PROVIDED MATERIAL:
◆ ◆ ◆

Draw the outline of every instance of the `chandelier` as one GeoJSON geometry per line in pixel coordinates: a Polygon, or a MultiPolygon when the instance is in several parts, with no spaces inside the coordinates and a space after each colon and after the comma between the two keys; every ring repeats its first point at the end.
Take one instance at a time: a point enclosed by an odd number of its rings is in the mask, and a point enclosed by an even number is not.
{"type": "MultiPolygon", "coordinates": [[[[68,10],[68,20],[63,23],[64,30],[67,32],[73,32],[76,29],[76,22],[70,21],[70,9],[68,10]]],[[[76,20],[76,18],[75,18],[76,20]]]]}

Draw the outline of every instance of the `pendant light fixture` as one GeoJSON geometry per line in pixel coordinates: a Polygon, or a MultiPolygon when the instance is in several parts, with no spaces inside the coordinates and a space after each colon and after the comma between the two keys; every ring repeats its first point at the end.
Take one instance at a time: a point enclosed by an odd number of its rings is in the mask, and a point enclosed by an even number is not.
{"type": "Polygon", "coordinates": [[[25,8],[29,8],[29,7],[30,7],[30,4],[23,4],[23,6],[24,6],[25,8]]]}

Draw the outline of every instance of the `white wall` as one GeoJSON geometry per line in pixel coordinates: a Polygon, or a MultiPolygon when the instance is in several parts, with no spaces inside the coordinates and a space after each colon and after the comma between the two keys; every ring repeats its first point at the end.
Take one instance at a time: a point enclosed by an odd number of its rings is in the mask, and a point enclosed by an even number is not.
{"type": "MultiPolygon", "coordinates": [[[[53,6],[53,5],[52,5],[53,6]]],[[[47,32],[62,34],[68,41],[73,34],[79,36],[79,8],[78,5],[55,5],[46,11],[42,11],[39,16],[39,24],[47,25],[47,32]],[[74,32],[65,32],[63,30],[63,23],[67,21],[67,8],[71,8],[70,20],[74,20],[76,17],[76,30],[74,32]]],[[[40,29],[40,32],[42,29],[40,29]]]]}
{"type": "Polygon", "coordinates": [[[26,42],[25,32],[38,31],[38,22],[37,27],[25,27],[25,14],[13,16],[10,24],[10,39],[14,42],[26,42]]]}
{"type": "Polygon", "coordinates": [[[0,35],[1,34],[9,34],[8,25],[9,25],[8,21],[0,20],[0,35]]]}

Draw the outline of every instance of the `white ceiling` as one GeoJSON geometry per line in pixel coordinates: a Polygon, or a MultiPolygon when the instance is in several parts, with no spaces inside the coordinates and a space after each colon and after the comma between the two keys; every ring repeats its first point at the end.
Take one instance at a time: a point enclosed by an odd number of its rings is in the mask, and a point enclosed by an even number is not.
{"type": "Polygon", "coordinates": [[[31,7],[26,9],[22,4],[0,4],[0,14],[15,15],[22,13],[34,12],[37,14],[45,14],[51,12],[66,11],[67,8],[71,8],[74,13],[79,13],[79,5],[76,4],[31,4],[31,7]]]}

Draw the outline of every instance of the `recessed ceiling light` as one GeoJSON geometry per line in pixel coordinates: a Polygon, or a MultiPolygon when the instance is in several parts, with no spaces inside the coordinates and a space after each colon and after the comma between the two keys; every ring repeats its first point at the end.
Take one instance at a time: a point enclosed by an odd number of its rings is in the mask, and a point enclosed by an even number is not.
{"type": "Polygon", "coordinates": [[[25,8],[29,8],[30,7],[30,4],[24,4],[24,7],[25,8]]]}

◆ ◆ ◆

WRITTEN INSTRUCTION:
Write all of the records out again exactly.

SOLUTION FOR THIS EXERCISE:
Draw the outline of every instance of the `chandelier` as one GeoJSON geometry per line in pixel coordinates: a Polygon, or a MultiPolygon when the instance is in several parts, with no spaces inside the coordinates and a space after each colon and after the comma between the two keys; every ring repeats its first point at the end.
Take one instance at a time: a point enclosed by an odd number of its rings is in the mask, and a point enclosed by an even number is not.
{"type": "MultiPolygon", "coordinates": [[[[68,10],[68,20],[63,23],[64,30],[67,32],[73,32],[76,29],[76,22],[70,21],[70,9],[68,10]]],[[[76,20],[76,18],[75,18],[76,20]]]]}

Draw the outline of every instance of the `pendant light fixture` as one GeoJSON geometry per line in pixel coordinates: a Polygon, or a MultiPolygon when the instance is in several parts, with no spaces inside the coordinates and a space after each colon and after the comma between the two keys; every ring repeats its first point at the end.
Take one instance at a time: a point enclosed by an odd number of its rings is in the mask, and a point enclosed by an even number is not.
{"type": "Polygon", "coordinates": [[[25,8],[29,8],[29,7],[30,7],[30,4],[23,4],[23,6],[24,6],[25,8]]]}

Draw the outline of every instance of the `white wall` as one GeoJSON geometry per line in pixel coordinates: a Polygon, or a MultiPolygon when the instance is in several parts, with no spaces inside the coordinates and a space after each colon and after the comma between the two keys; every ring repeats its first point at the end.
Take one instance at a time: a point enclosed by an odd number of its rings is in the mask, and a point enclosed by an even number is not.
{"type": "MultiPolygon", "coordinates": [[[[53,6],[53,5],[52,5],[53,6]]],[[[47,32],[62,34],[68,41],[73,34],[79,36],[79,8],[78,5],[55,5],[46,11],[42,11],[39,16],[39,24],[47,25],[47,32]],[[74,32],[65,32],[63,30],[63,23],[67,21],[67,8],[71,8],[70,20],[74,20],[76,17],[76,30],[74,32]]],[[[40,29],[40,32],[42,29],[40,29]]]]}
{"type": "Polygon", "coordinates": [[[26,42],[25,32],[38,31],[38,22],[37,27],[25,27],[25,14],[13,16],[10,24],[10,39],[14,42],[26,42]]]}
{"type": "Polygon", "coordinates": [[[0,35],[1,34],[9,34],[8,25],[9,25],[8,21],[0,20],[0,35]]]}

Draw the outline of every instance of the `white ceiling` as one GeoJSON geometry per line in pixel coordinates: a Polygon, or a MultiPolygon when the instance is in several parts, with no spaces inside the coordinates and a space after each colon and after the comma between the two keys; every ring repeats its first point at the end.
Take one instance at a time: a point enclosed by an odd number of its rings is in the mask, and a point enclosed by an even number is not.
{"type": "Polygon", "coordinates": [[[31,7],[26,9],[22,4],[0,4],[0,14],[15,15],[22,13],[34,12],[37,14],[45,14],[51,12],[66,11],[67,8],[71,8],[74,13],[79,13],[79,5],[76,4],[31,4],[31,7]]]}

Draw the outline of every instance of the `recessed ceiling light` as one GeoJSON geometry per line in pixel coordinates: a Polygon, or a MultiPolygon when the instance is in several parts, with no spaces inside the coordinates and a space after each colon and after the comma between the two keys; every ring repeats its first point at the end.
Take one instance at a time: a point enclosed by an odd number of its rings is in the mask, and a point enclosed by an even number is not.
{"type": "Polygon", "coordinates": [[[25,8],[29,8],[30,7],[30,4],[24,4],[24,7],[25,8]]]}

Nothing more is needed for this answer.